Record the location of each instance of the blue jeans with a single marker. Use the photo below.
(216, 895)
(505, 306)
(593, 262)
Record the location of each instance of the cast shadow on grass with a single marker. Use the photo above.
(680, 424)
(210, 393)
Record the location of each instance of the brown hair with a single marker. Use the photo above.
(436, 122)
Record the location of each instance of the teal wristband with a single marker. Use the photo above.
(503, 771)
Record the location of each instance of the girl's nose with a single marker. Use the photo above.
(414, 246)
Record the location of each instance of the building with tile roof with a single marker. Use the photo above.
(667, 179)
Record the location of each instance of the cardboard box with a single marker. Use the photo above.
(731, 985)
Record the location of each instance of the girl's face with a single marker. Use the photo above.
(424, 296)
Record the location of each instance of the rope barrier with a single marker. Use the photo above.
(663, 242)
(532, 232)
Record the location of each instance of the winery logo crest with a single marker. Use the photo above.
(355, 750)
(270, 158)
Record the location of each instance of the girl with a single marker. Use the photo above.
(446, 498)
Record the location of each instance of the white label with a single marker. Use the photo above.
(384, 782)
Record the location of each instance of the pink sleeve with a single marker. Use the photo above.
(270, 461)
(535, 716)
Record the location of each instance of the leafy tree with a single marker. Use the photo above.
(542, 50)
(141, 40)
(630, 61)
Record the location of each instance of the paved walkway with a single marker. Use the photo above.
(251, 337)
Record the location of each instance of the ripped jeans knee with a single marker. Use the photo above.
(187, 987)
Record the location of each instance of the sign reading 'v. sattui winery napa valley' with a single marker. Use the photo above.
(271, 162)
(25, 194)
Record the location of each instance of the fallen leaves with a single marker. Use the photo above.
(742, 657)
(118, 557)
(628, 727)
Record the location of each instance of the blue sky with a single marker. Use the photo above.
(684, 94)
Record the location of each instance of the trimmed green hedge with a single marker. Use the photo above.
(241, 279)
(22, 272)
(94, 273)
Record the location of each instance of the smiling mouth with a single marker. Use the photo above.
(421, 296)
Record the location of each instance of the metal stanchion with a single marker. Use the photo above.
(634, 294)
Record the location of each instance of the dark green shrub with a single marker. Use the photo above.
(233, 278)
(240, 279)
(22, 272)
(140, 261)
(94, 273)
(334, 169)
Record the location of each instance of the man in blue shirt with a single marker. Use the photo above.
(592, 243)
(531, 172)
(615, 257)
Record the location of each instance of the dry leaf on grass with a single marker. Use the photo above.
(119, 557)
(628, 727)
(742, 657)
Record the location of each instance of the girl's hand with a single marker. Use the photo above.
☆ ☆ ☆ ☆ ☆ ☆ ☆
## Task objective
Reproduce the entries above exactly.

## Full answer
Record the location of each instance of the blue jeans with a single marker. Use the photo below.
(216, 895)
(505, 306)
(593, 262)
Record the location of each instance of the cast shadow on grass with a single marker. Use the photo above.
(680, 424)
(210, 393)
Record the location of each instance of the brown hair with a single marker. Use the photo above.
(436, 122)
Record the location of each instance of the teal wristband with a single marker. Use the photo above.
(503, 771)
Record the location of each instance of the girl's nose with a single marker. Use the photo above.
(414, 246)
Record the location of each instance of the building with tile roof with a single marker. Use the photo above.
(667, 179)
Record the location of each instance of the cardboard box with a single marker. Use the photo above.
(731, 985)
Record the location of each instance of the girl's face with a single marker. Use the photo above.
(424, 296)
Record the location of each instance of the rope barrier with a single marker. Use the photo above.
(663, 242)
(532, 232)
Record the location of each instance of the winery logo crest with a single marker. Use the photo above.
(355, 750)
(270, 158)
Record the location of each instance of the girl with a single marker. Use the photo above.
(446, 498)
Record the location of each instance of the white label with a single marker. Use the photo above.
(384, 782)
Record the location of each instance of the pink sleeve with a single marker. Use the photo above.
(270, 461)
(535, 716)
Record the location of each instance of the leafy tree with a single marker. Use the photo above.
(542, 50)
(141, 40)
(630, 61)
Record the location of each instance of the paved walkway with a single marker. Use the photo above.
(251, 337)
Record the location of each instance of the ripped jeans knee with a single marker. Use the photo above.
(187, 987)
Record the location of each instance of the sign reading 'v. sattui winery napa valley' with a single marker. Use the photo above.
(271, 162)
(25, 194)
Record the location of each instance of the fallen leaves with a single marker. Use the photo above.
(742, 657)
(118, 557)
(628, 727)
Record the location of each instance of the blue sky with a single marker. Use the photo above.
(684, 94)
Record the location of each instance of the trimmed green hedge with a single marker. Use the photo above.
(241, 279)
(22, 272)
(94, 273)
Record the location of each instance of the smiling mouth with a single marker. Use the photo above.
(421, 296)
Record the location of each instance of the metal stanchion with a single marker. Use the photo above.
(634, 294)
Record the location of each instance of the dark green shrub with a single marker. Use the photo above.
(233, 278)
(240, 279)
(22, 272)
(140, 261)
(94, 273)
(334, 169)
Record the location of each instance of the man in blue shirt with a single marker. Use the photo above.
(592, 243)
(531, 172)
(615, 257)
Record the location of each instance of the dry leaf on grass with a single marker. Use the photo above.
(119, 557)
(628, 727)
(742, 657)
Record the location of each instance of the girl's hand with a single marker. Use the photo above.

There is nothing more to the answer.